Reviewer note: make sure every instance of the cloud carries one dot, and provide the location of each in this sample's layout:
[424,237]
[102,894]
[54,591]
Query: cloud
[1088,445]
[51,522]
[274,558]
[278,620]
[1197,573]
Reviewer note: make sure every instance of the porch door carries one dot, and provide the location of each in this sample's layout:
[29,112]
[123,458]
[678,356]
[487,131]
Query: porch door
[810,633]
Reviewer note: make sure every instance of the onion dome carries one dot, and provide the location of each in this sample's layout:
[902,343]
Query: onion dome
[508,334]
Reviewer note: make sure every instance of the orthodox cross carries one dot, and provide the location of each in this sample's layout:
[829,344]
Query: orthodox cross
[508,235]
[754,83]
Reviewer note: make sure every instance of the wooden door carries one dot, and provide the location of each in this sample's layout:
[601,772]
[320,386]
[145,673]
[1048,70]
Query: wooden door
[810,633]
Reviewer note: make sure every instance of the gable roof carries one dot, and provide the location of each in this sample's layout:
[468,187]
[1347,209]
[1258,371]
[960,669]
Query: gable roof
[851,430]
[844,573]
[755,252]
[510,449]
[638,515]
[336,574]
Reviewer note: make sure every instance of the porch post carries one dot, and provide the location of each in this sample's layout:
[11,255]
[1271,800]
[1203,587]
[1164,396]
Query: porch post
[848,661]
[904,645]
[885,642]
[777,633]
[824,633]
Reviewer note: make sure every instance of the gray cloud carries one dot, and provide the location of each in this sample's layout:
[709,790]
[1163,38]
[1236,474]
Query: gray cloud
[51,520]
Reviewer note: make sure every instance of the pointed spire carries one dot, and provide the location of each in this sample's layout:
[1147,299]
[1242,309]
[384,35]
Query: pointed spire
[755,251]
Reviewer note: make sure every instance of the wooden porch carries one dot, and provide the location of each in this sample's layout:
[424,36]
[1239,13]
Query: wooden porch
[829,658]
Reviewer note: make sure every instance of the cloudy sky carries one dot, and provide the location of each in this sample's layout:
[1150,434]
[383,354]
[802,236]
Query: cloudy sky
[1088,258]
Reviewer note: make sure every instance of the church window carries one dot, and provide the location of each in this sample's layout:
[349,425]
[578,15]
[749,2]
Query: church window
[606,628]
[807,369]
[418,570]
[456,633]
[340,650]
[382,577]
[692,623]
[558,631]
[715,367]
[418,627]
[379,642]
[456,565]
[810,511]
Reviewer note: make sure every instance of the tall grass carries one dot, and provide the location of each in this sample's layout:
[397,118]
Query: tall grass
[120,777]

(EXERCISE DIRECTIONS)
Copy out all of the lines above word for word, with nothing changed.

(CORRECT RESULT)
Reviewer note: make sure every instance of the cloud carries one dot, and provide the location of each in this sample's layout:
[424,237]
[102,894]
[54,591]
Query: cloud
[1088,445]
[51,522]
[274,558]
[278,620]
[1197,573]
Reviewer note: make sure every instance of the porch door carries one dot, and provide the location of each in this sample's layout:
[29,112]
[123,458]
[678,356]
[487,131]
Query: porch door
[810,633]
Reviewer note: make sure every instance of the onion dome carries one dot, and provide the location of each in this sample's layout:
[902,343]
Query: onion dome
[508,334]
Reviewer note: make sure every instance of the orthodox cross carries one dot, and provide the location of each in this sample's layout:
[829,344]
Query: orthodox cross
[508,235]
[754,83]
Reviewer note: make sure every instance of the wooden door carries one dot, and provide the location of each in this sample's layout:
[601,772]
[320,386]
[145,673]
[1048,70]
Query: wooden door
[810,633]
Reviewer note: make sure every instance of the gable roof carries one dot, and provide the location of each in this sample's layout:
[468,187]
[1347,209]
[1258,371]
[960,669]
Query: gable roof
[851,430]
[844,573]
[755,252]
[510,449]
[638,515]
[336,574]
Reviewer note: make sure every instance of the porch post carries one dot, and provide the location of each in this sample's layout:
[11,255]
[1271,800]
[1203,587]
[1164,396]
Query: porch post
[848,661]
[904,645]
[885,642]
[777,633]
[824,633]
Reviewer note: make sure every instance of the gray cloud carries one dot, and provide the location of each in this sample's layout:
[709,790]
[1163,38]
[1236,474]
Query: gray cloud
[51,520]
Reviewer note: make sure every instance of the pointed spire carries one dot, and provide the location of each in this sample's layout:
[1147,299]
[1242,309]
[384,35]
Query: pointed spire
[755,251]
Reviewer note: make sure every instance of the wooden porch carries one dot, and provide the location of each in this sample's layout:
[424,36]
[1239,13]
Query: wooden porch
[829,658]
Reviewer note: make sure every instance of the cloudy sky carries one dot, and provide the location of each in this sample's layout:
[1150,434]
[383,354]
[802,236]
Query: cloudy sky
[1088,258]
Reviewer note: make sure every instance of the church window carries one dot, and provide the location of each in this sample's layout:
[349,425]
[578,15]
[749,2]
Query: church window
[606,628]
[807,369]
[418,570]
[456,633]
[340,650]
[382,577]
[692,623]
[558,631]
[715,367]
[418,627]
[379,642]
[456,565]
[810,511]
Reviewer note: make sure every instance of the tall grass carries one dot, and provide the location of each in this sample's layout:
[397,118]
Query: tall grass
[120,777]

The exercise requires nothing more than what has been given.